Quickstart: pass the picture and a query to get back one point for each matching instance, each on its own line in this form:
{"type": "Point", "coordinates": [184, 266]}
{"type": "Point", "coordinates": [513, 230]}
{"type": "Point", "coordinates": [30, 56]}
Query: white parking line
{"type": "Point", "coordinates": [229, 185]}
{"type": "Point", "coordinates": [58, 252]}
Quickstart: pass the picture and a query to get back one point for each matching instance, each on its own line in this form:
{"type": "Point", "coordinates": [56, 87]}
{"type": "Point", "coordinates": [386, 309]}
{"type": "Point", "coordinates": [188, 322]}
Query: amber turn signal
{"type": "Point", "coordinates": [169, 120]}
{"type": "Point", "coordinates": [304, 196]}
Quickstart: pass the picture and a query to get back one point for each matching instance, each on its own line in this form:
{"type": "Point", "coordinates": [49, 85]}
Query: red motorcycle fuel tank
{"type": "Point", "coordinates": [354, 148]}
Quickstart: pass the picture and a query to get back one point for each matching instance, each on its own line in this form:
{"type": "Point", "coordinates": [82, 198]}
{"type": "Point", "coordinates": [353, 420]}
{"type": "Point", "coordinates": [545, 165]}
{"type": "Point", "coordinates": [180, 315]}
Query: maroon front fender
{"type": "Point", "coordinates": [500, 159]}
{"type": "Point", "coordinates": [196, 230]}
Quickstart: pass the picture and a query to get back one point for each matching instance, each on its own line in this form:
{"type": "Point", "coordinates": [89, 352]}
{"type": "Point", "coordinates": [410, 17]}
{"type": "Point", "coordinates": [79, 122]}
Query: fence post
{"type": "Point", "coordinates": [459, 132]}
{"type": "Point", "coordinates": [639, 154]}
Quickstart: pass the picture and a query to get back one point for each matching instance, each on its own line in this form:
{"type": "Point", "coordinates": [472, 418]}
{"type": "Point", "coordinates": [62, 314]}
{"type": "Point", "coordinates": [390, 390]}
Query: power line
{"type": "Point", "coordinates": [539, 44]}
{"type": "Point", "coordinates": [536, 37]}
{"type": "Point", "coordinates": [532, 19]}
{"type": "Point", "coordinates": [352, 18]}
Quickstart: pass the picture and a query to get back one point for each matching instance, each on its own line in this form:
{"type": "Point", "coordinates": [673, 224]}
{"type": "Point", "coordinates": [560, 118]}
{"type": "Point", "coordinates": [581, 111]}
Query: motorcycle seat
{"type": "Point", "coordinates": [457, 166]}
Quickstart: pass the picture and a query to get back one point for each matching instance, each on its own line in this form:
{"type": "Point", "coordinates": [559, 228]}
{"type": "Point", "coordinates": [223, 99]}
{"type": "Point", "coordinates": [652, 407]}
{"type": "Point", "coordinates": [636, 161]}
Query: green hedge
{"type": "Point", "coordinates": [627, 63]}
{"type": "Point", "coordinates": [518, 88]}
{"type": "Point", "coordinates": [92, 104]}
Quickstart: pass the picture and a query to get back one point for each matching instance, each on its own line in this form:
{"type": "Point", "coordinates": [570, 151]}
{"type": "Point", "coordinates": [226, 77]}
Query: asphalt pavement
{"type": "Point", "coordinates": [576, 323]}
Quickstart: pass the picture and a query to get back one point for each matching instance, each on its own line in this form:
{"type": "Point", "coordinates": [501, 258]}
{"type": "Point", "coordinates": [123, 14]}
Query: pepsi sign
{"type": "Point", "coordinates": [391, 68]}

+===+

• WORK REQUIRED: Please return all of the material above word for word, with every line unchanged and in its original order.

• THE OUTPUT:
Quickstart: pass the picture and a query to get back one point for each matching instance, each on its own line in this form:
{"type": "Point", "coordinates": [184, 266]}
{"type": "Point", "coordinates": [513, 230]}
{"type": "Point", "coordinates": [30, 56]}
Query: white parking line
{"type": "Point", "coordinates": [229, 185]}
{"type": "Point", "coordinates": [58, 252]}
Quickstart: pass the picture and a query to get back one point for each matching instance, each on its own line in this form:
{"type": "Point", "coordinates": [56, 87]}
{"type": "Point", "coordinates": [386, 309]}
{"type": "Point", "coordinates": [188, 322]}
Query: amber turn signal
{"type": "Point", "coordinates": [169, 120]}
{"type": "Point", "coordinates": [304, 196]}
Quickstart: pass the picture and a query to get back one point for each matching instance, each on its own line in this form:
{"type": "Point", "coordinates": [49, 85]}
Query: red motorcycle fuel tank
{"type": "Point", "coordinates": [354, 148]}
Quickstart: pass the picture and a query to get back one point for each matching instance, each on its own line in this form:
{"type": "Point", "coordinates": [82, 198]}
{"type": "Point", "coordinates": [353, 420]}
{"type": "Point", "coordinates": [545, 165]}
{"type": "Point", "coordinates": [180, 315]}
Query: maroon front fender
{"type": "Point", "coordinates": [500, 159]}
{"type": "Point", "coordinates": [196, 230]}
Quickstart: pass the picture and a query to get back one point for each matching instance, each on its own line in this form:
{"type": "Point", "coordinates": [89, 352]}
{"type": "Point", "coordinates": [410, 17]}
{"type": "Point", "coordinates": [79, 122]}
Query: fence post
{"type": "Point", "coordinates": [459, 132]}
{"type": "Point", "coordinates": [639, 154]}
Quickstart: pass the picture and a query to get back one point for each matching instance, each on its own line in this form:
{"type": "Point", "coordinates": [472, 418]}
{"type": "Point", "coordinates": [62, 314]}
{"type": "Point", "coordinates": [390, 390]}
Query: power line
{"type": "Point", "coordinates": [539, 44]}
{"type": "Point", "coordinates": [536, 37]}
{"type": "Point", "coordinates": [532, 19]}
{"type": "Point", "coordinates": [352, 18]}
Quickstart: pass the picture and a query to get back one point for each matching instance, each on its own line in this form:
{"type": "Point", "coordinates": [673, 224]}
{"type": "Point", "coordinates": [560, 118]}
{"type": "Point", "coordinates": [581, 111]}
Query: motorcycle seat
{"type": "Point", "coordinates": [457, 166]}
Quickstart: pass the picture and a query to get back one point for each matching instance, each on its own line in this form:
{"type": "Point", "coordinates": [559, 228]}
{"type": "Point", "coordinates": [223, 99]}
{"type": "Point", "coordinates": [652, 407]}
{"type": "Point", "coordinates": [636, 161]}
Query: green hedge
{"type": "Point", "coordinates": [627, 63]}
{"type": "Point", "coordinates": [518, 88]}
{"type": "Point", "coordinates": [92, 104]}
Quickstart: pass the picture and a query to get back one point for each matching instance, each on its own line in this form:
{"type": "Point", "coordinates": [570, 151]}
{"type": "Point", "coordinates": [226, 77]}
Query: asphalt pavement
{"type": "Point", "coordinates": [576, 323]}
Quickstart: pass the picture and a query to get back one point for each matching instance, each on its own line in this form:
{"type": "Point", "coordinates": [501, 258]}
{"type": "Point", "coordinates": [123, 14]}
Query: pepsi sign
{"type": "Point", "coordinates": [391, 68]}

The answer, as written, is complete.